Every entry must appear in the answer exactly as written.

___ Data section ___

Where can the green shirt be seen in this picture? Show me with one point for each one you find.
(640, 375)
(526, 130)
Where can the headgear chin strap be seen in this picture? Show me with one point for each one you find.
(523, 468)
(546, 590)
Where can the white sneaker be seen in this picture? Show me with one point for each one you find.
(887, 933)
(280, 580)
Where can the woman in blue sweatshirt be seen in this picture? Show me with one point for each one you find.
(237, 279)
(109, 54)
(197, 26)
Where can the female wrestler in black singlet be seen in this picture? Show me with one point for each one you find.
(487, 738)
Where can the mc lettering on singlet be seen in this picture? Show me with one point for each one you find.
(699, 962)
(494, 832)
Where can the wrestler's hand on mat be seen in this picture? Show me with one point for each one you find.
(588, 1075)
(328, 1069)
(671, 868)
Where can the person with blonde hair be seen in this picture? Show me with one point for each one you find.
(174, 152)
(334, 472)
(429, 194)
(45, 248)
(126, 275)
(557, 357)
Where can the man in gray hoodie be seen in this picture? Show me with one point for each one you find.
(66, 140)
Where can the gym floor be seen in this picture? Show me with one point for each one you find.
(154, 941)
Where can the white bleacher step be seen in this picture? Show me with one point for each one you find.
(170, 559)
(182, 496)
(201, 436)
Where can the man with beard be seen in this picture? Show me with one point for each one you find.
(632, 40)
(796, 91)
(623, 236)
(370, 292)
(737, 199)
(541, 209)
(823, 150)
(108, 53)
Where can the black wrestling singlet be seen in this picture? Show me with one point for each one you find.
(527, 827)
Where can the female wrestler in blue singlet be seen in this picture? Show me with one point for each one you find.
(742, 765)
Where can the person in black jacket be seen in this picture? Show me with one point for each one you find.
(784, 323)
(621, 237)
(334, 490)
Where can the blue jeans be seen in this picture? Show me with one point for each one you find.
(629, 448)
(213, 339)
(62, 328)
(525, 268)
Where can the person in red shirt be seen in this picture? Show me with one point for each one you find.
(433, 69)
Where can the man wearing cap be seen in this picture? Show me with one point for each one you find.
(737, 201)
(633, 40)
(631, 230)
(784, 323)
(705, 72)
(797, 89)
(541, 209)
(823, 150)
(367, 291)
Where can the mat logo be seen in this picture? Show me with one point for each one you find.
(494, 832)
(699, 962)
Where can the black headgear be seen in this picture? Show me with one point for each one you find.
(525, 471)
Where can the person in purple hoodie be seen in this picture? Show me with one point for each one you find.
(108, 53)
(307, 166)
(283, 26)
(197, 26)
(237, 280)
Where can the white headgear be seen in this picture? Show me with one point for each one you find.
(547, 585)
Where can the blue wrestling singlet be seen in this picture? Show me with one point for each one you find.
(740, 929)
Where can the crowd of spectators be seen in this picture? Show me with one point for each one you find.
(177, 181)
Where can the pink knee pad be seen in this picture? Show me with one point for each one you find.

___

**Exercise output:**
Where can the green shirt be seen in this picture? Show me with one point for each one you find.
(640, 375)
(526, 130)
Where can the headgear chin strap be seen in this picture? Show me with one point for each one you find.
(523, 468)
(546, 590)
Where can the white sneaker be seen in this picture? Show me with one point for each one you find.
(887, 933)
(280, 580)
Where can the woman in blue sweatshirt be seen in this picture? Show me with one point for each one you find.
(237, 279)
(109, 54)
(197, 26)
Where can the female wrestler in black singlet be seen in this picture? Show me with one point for each one you find.
(487, 738)
Where can the mc lettering on singlet be seen in this picture? Show me with one point for each one you find.
(699, 962)
(494, 832)
Where can the wrestler's hand on mat be seen in this picture? Show me with one point for each one you find.
(588, 1075)
(328, 1069)
(671, 868)
Where can the person with blonde hair be seen in this picture? Show me with one point for each one you find.
(174, 152)
(334, 472)
(429, 194)
(45, 248)
(126, 275)
(557, 357)
Where can the man in gray hoodie be seen in this picture? Show me with one point for each one you find.
(66, 140)
Where can the gym floor be seen in this picture? Show me with one point for each one you find.
(154, 941)
Where can the white bleacher step be seen in this picture? Show me with one point for each one you find.
(170, 559)
(182, 496)
(201, 436)
Where can the man with beard be seen in this picture? Show me with one point for each one you find.
(632, 40)
(796, 91)
(623, 236)
(370, 292)
(737, 199)
(541, 209)
(823, 150)
(108, 53)
Where can the black wrestling singlet be seen in this picture? Show me with one point for each one you find.
(527, 827)
Where can the female wrestler in blue singlet be seen in this picture? Show me with one point for each one you find.
(742, 765)
Where can the person in black jacket be seen in this picture? Show me with one point for each one you find.
(784, 323)
(621, 237)
(334, 490)
Where can the blue jeans be seen in this picture? Show me with one point for each one you find.
(629, 448)
(213, 339)
(62, 328)
(525, 268)
Where can the person in red shirt be seen in this picture? Show me with one point for each one you find.
(433, 69)
Where can the man wearing cap be seen in this picture? Show me with one point for each one you find.
(737, 201)
(633, 40)
(631, 230)
(784, 323)
(705, 72)
(797, 89)
(541, 209)
(823, 150)
(367, 291)
Where can the mat logo be seen in this picture? Show me with one point for each one you find.
(494, 832)
(699, 962)
Where can the black headgear be seen in this picture? Show me with one point for each one you find.
(525, 471)
Where can the person in purple hoodie be seen in this picture? Show me with one point for each one you find.
(108, 53)
(307, 166)
(283, 26)
(197, 26)
(237, 280)
Where can the white headgear be seen in this picture? Show me with one point for each one you find.
(547, 585)
Where can the blue wrestling singlet be seen in this picture? Show me with one point for each one you find.
(740, 929)
Where can the crowd of spectators be seen in this picture? Show me with one point for each one you find.
(177, 181)
Where can the pink knee pad be seen in this picture? Show me with one point for each one you find.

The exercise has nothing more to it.